Over the last 70 years the granite mountain, once called Thunderhead Mountain, has been shaped by dynamite and bulldozers. It's slowly taken shape, but it's far from finished.
The memorial is based on eye-witness accounts of a Native American called Crazy Horse.
Crazy Horse is famous for being one of the leaders in a victory against the US army in the Battle of Little Bighorn in 1876. He's also known for his humility, and some people have questioned whether he would have liked having a replica the size of a mountain.
There aren't any photos of Crazy Horse, so the sculpture is a symbolic portrait.
When it's done, a long-haired granite warrior, sitting astride a horse, will point Southeast. There lies a plot of land where many Native Americans are buried. It'll be 563 feet high and 641 feet long.
Just 17 miles away are the presidential profiles of George Washington, Thomas Jefferson, Theodore Roosevelt, and Abraham Lincoln carved into Mt. Rushmore.

================================

DIRECTIVES:
A – Condense the paragraph beginning "When it's done" from the passage about the Crazy Horse sculpture into a short bulleted list that keeps its main facts.
B – Reproduce the passage about the Crazy Horse sculpture verbatim from "The memorial is" up to and including "a symbolic portrait.".

DATASET SECTION:
================================

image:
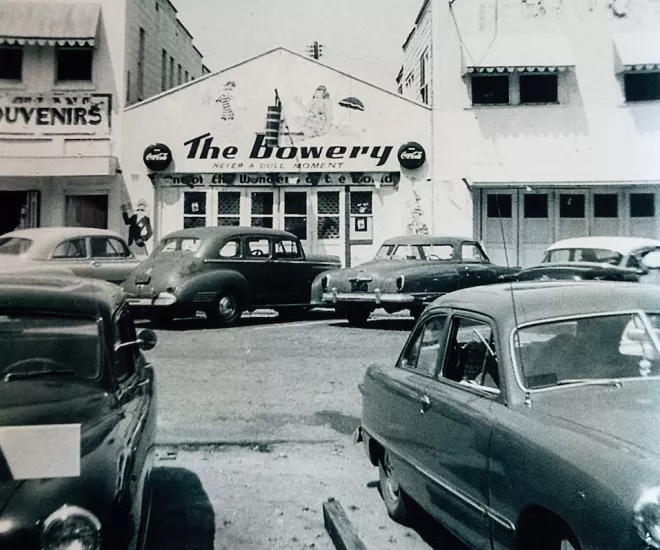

================================

TASK-BY-TASK OUTPUTS:
A –
- Finished figure: a long-haired granite warrior astride a horse
- Points Southeast, toward land where many Native Americans are buried
- Size: 563 feet high, 641 feet long

B –
The memorial is based on eye-witness accounts of a Native American called Crazy Horse.
Crazy Horse is famous for being one of the leaders in a victory against the US army in the Battle of Little Bighorn in 1876. He's also known for his humility, and some people have questioned whether he would have liked having a replica the size of a mountain.
There aren't any photos of Crazy Horse, so the sculpture is a symbolic portrait.